**Raw data**
==============================

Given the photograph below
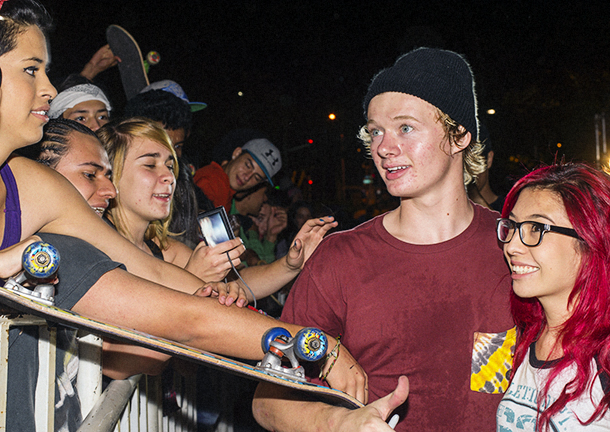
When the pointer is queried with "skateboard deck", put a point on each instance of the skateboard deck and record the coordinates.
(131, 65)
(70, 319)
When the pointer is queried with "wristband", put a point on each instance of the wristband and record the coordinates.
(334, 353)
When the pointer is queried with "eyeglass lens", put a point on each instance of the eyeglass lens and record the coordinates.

==============================

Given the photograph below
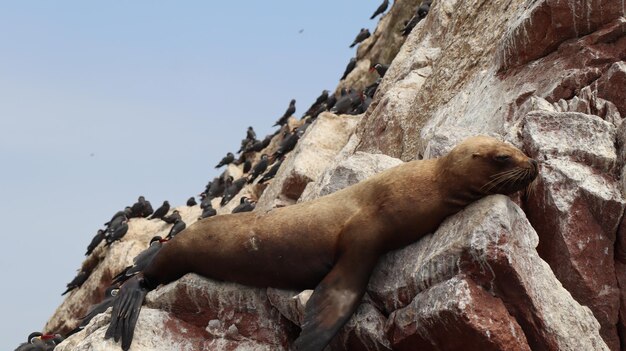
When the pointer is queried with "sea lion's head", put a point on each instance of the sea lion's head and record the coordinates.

==============================

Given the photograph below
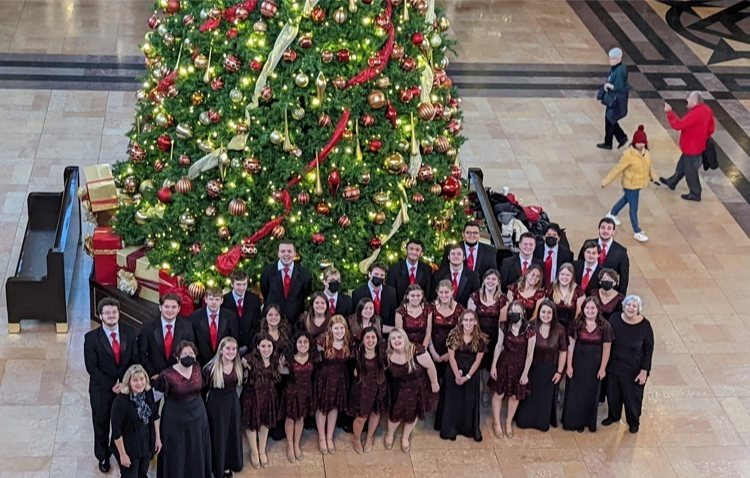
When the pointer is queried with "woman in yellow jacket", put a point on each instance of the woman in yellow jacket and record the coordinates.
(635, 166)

==============================

Identify every line in the items above that contains the string "pointer", matching uppercase and lowercase letters exactly, and copy each such line in full.

When the pointer is queried with "skateboard deck", put a point on each instance of the skateboard deck and record the coordinates.
When the pointer is queried with "wristband", put a point on each instance of the wristband and record the coordinates.
When the pointer is queried with "eyeglass lens", put a point on each instance of the eyeglass lens and record the coordinates.
When the pointer is queried with "sea lion's head", put a point on each instance of the sea lion's head and record the coordinates.
When the pointer is queried with "woman in yellow jacket", put a point on each instance of the woman in yellow jacket and record the coordinates.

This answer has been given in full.